Find the line containing "Identify the man's". Return it and every line after it, unchanged, up to and including the last line.

=== The records ===

++++++++++++++++++++

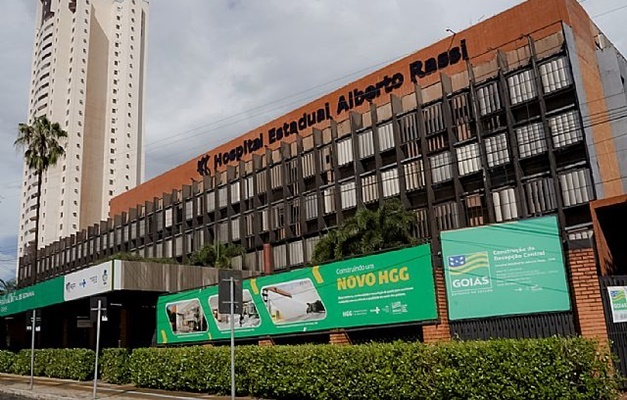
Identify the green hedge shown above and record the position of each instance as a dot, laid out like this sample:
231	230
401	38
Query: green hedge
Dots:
6	361
77	364
497	369
114	366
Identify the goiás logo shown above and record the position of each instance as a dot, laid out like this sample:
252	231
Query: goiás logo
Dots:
619	301
469	272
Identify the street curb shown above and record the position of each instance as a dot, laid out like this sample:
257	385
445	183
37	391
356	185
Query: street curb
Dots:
31	395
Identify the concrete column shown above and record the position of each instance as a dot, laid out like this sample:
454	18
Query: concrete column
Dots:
441	331
587	306
339	338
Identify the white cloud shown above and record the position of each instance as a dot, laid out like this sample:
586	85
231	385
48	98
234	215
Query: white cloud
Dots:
225	67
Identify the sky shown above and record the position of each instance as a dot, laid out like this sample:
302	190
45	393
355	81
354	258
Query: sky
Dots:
219	68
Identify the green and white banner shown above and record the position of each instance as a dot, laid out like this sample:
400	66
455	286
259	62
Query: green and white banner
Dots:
505	269
618	302
389	288
80	284
37	296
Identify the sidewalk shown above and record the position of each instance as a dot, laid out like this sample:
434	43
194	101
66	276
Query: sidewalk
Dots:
57	389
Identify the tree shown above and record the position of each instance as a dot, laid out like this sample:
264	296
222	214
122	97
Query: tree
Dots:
216	255
367	232
42	149
7	286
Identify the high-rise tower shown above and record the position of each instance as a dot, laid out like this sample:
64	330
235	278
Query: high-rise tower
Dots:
88	75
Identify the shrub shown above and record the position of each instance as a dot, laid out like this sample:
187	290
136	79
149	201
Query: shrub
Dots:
77	364
114	366
6	361
499	369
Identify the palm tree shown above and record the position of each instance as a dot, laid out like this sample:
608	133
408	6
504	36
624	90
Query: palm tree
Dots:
7	286
217	255
42	149
368	231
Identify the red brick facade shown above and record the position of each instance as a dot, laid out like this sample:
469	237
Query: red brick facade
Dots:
588	307
441	331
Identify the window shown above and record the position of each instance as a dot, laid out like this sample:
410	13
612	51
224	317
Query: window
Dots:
347	195
369	188
345	152
496	150
475	210
446	216
386	136
505	206
555	75
468	159
522	87
389	180
409	128
328	198
276	177
531	140
365	144
460	111
540	195
311	206
565	129
489	99
576	187
441	167
434	120
414	175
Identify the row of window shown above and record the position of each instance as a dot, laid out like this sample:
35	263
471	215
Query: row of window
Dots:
539	197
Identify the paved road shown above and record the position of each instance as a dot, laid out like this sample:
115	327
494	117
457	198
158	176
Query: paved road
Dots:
13	387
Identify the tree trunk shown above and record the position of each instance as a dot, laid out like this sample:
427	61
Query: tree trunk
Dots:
34	264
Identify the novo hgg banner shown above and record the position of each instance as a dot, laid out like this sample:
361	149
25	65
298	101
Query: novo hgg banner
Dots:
505	269
389	288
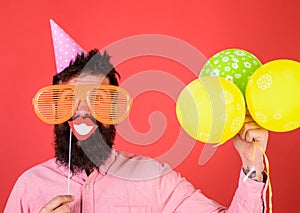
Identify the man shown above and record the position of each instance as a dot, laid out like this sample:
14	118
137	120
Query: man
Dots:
106	180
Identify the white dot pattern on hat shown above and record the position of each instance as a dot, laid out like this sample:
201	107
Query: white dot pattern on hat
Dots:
65	48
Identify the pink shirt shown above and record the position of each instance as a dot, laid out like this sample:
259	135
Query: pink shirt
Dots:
125	183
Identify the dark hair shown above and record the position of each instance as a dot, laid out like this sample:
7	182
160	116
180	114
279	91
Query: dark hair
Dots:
92	63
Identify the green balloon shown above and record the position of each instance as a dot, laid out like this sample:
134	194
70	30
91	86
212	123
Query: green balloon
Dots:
236	65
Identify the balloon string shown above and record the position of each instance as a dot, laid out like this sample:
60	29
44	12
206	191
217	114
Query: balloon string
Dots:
268	171
69	162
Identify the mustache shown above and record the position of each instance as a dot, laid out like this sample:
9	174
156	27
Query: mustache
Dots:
84	117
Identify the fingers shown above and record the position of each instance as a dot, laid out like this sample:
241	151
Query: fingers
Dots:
58	204
248	132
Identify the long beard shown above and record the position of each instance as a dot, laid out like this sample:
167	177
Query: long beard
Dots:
85	155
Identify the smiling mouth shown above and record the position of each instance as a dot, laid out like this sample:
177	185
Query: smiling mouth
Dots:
83	129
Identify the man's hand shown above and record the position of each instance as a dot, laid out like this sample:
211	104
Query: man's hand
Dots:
59	204
244	144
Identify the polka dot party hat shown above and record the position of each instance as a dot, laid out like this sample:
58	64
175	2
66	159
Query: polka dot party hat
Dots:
65	48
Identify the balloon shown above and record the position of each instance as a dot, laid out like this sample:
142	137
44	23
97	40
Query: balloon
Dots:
211	109
273	95
236	65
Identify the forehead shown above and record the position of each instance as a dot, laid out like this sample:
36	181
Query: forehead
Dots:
89	80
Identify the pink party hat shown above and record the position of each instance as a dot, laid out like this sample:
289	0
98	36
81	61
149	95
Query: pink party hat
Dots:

++++++++++++++++++++

=== Exercise response ===
Identify the man's hand shown above and record the position of each instance as a dot, laid out like this sample:
211	104
Query: man's hand
Dots:
59	204
244	144
Identify the polka dot party hat shown above and record the position of each instance as a dot, laid out like this sample:
58	64
175	2
66	159
Query: polka dot party hat
Dots:
65	48
Identify the balloon shown above and record the position of each instance as a dot, laid out like this sample:
142	137
44	23
97	40
Query: balloon
Dots:
211	109
273	95
236	65
Identify the forehead shown above and record the position of each instance as a dot, laid out like this sample:
36	181
Query: forehead
Dots:
89	80
Identify the pink party hat shown above and record the position of each instance as a dot, laid out like this sample:
289	0
98	36
81	61
149	95
Query: pink party hat
Dots:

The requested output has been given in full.